** TASK BRIEF **
In the records below, find the line with "positive clicks: (850, 364)" and the line with "negative clicks: (338, 206)"; return exactly those lines and every line between them.

** DATASET ENTRIES **
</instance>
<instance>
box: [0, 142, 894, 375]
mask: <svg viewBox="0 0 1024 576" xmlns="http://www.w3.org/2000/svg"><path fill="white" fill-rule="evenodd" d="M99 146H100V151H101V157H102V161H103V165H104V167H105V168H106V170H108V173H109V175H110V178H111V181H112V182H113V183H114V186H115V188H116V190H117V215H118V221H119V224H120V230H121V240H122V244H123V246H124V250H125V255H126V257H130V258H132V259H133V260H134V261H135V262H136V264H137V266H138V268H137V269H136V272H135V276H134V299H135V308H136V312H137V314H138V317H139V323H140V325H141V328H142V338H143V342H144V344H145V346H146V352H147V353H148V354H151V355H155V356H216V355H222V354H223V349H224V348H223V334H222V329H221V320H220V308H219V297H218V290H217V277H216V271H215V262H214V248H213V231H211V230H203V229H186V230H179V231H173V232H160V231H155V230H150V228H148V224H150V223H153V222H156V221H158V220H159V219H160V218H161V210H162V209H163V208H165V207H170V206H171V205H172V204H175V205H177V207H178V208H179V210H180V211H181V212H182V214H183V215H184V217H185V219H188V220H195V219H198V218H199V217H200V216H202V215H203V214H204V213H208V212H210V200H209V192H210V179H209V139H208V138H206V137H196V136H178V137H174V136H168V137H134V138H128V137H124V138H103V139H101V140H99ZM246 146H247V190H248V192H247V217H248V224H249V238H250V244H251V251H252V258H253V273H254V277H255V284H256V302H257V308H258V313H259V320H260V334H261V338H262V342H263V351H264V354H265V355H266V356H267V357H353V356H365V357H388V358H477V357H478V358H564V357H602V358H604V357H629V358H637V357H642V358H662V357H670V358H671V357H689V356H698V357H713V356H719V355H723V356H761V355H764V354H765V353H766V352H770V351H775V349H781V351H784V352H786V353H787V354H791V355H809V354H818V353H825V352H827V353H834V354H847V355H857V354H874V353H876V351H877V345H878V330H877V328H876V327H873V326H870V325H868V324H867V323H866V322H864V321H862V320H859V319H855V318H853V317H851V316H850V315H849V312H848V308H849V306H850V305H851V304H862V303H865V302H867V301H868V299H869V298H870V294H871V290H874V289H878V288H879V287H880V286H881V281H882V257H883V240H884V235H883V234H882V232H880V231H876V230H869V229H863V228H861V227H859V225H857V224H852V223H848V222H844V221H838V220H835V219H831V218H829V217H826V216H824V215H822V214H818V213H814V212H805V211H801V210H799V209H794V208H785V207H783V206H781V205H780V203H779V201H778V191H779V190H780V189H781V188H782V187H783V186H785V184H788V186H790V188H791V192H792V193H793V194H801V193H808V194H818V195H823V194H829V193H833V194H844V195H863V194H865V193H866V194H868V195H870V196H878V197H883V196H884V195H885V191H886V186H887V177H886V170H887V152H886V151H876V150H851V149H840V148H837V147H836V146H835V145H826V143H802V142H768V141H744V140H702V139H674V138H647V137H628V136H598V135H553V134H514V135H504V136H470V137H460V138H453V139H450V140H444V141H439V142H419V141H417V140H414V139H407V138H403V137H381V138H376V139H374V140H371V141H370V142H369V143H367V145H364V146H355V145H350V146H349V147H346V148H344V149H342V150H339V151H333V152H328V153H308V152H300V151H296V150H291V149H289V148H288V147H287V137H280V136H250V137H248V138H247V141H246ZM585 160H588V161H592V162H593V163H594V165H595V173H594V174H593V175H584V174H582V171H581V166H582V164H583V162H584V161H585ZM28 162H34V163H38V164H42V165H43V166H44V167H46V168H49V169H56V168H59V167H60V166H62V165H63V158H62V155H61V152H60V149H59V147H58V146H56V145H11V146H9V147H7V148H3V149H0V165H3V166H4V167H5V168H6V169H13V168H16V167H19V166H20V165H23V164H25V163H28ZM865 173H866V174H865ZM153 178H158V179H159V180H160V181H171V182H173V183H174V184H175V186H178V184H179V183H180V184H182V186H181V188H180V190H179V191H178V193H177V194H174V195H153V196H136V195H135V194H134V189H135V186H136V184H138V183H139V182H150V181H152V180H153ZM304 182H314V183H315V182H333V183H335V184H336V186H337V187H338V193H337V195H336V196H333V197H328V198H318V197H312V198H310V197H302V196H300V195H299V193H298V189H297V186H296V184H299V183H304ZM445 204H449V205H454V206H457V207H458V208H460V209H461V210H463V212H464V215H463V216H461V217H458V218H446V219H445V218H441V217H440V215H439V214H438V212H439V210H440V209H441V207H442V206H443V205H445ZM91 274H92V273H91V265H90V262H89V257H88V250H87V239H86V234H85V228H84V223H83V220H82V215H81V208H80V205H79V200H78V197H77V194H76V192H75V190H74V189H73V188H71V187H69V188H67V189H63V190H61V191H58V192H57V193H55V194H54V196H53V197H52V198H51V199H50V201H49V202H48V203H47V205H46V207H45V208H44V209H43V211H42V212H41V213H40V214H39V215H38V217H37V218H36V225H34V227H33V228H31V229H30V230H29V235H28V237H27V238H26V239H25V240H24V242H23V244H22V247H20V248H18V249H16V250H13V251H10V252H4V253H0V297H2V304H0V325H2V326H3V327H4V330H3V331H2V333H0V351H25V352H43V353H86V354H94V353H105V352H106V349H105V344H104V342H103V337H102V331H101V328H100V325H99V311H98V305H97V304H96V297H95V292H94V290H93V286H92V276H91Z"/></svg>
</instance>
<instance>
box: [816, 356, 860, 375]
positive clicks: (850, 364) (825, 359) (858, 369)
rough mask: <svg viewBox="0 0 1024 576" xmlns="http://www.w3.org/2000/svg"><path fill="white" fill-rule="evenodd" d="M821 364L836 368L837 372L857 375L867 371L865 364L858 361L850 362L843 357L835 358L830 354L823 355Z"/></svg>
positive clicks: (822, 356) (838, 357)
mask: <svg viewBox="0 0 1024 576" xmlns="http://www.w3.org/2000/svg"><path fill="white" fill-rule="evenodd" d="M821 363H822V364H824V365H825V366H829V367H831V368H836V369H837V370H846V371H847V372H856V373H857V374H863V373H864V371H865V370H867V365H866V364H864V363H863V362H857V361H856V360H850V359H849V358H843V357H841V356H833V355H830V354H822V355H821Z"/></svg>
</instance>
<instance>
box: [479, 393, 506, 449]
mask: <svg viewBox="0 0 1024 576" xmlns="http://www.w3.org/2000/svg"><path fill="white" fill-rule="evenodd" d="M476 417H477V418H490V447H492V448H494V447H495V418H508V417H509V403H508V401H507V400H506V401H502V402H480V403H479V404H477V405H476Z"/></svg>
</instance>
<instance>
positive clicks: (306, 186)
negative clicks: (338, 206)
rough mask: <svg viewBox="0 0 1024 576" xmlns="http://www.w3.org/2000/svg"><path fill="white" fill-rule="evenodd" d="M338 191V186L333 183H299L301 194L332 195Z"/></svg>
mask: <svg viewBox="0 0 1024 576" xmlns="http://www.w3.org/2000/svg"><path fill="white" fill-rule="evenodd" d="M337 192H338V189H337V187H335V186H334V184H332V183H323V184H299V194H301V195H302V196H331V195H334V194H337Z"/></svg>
...
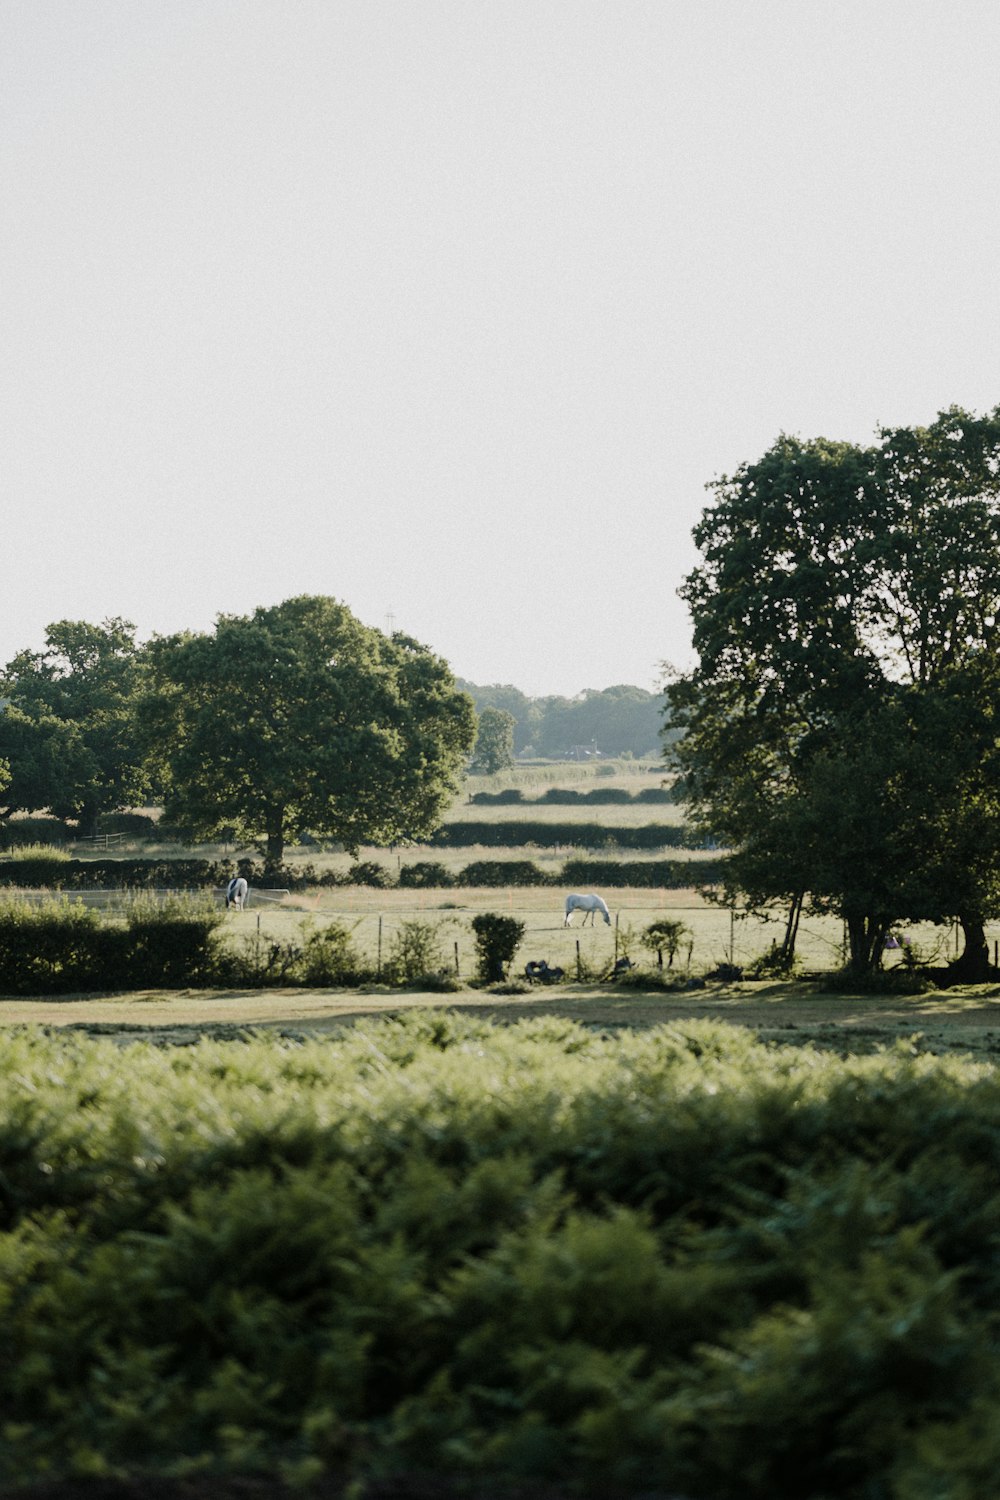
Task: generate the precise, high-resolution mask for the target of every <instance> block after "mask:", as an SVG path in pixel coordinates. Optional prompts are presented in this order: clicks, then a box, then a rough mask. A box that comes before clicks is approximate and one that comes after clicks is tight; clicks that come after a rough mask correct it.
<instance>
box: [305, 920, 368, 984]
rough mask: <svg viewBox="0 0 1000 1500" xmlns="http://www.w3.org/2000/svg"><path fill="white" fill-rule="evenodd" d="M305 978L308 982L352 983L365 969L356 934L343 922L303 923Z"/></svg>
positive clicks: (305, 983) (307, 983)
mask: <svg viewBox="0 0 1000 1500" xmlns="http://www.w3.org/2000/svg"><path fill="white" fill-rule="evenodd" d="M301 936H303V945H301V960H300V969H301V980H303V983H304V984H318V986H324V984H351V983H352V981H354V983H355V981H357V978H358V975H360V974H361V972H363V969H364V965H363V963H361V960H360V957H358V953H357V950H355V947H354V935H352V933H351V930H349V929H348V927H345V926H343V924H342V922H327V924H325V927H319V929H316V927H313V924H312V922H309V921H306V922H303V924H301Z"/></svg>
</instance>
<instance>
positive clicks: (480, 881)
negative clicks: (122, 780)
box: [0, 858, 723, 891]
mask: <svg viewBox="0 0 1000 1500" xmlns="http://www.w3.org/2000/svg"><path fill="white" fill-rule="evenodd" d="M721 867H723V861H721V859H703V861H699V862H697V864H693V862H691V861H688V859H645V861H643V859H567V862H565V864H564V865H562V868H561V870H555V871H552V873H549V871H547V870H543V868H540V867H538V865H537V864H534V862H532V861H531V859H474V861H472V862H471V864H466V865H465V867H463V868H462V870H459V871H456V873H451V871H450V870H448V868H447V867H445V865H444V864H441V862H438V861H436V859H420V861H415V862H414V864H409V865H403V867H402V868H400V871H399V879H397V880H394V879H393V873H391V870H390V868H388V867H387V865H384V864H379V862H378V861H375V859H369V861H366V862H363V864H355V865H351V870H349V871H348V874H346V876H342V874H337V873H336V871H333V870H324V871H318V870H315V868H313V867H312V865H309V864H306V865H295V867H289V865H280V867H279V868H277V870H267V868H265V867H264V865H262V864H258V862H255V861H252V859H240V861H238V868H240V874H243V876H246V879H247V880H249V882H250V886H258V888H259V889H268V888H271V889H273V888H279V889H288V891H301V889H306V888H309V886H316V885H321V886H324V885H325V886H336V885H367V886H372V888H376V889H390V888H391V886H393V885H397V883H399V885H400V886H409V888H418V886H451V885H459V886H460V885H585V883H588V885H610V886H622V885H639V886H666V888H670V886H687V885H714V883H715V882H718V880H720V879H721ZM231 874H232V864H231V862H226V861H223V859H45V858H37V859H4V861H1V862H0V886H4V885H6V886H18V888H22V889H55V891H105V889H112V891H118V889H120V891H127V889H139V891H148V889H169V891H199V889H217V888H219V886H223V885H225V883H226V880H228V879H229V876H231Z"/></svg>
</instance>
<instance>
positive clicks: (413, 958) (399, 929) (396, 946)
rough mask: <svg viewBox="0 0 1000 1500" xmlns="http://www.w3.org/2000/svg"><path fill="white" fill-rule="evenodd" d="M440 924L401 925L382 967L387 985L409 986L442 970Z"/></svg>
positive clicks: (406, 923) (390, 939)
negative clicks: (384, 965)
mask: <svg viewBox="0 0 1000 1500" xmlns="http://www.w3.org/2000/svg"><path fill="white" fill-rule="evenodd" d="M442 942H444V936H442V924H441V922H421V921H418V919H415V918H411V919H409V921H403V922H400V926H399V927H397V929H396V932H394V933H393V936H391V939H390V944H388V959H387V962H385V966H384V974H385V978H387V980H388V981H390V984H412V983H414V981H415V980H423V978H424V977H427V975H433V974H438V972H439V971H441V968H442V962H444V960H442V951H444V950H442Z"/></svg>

** COMPLETED EXERCISE **
positive clicks: (850, 364) (825, 359) (858, 369)
rough mask: <svg viewBox="0 0 1024 576" xmlns="http://www.w3.org/2000/svg"><path fill="white" fill-rule="evenodd" d="M821 364L836 368L837 372L857 375L867 371L865 364L858 361L850 362L843 357L835 358L830 354L823 355Z"/></svg>
positive clicks: (822, 356) (838, 357)
mask: <svg viewBox="0 0 1024 576" xmlns="http://www.w3.org/2000/svg"><path fill="white" fill-rule="evenodd" d="M821 363H822V364H824V365H825V366H829V367H831V368H836V369H837V370H846V371H847V372H856V373H857V374H863V373H864V371H865V370H867V365H866V364H864V363H863V362H857V361H856V360H850V359H849V358H843V357H841V356H833V355H830V354H822V355H821Z"/></svg>
</instance>
<instance>
box: [479, 393, 506, 449]
mask: <svg viewBox="0 0 1024 576" xmlns="http://www.w3.org/2000/svg"><path fill="white" fill-rule="evenodd" d="M476 417H477V418H490V447H492V448H494V447H495V418H508V417H509V403H508V401H507V400H506V401H502V402H480V403H479V404H477V405H476Z"/></svg>
</instance>
<instance>
positive clicks: (306, 186)
negative clicks: (338, 206)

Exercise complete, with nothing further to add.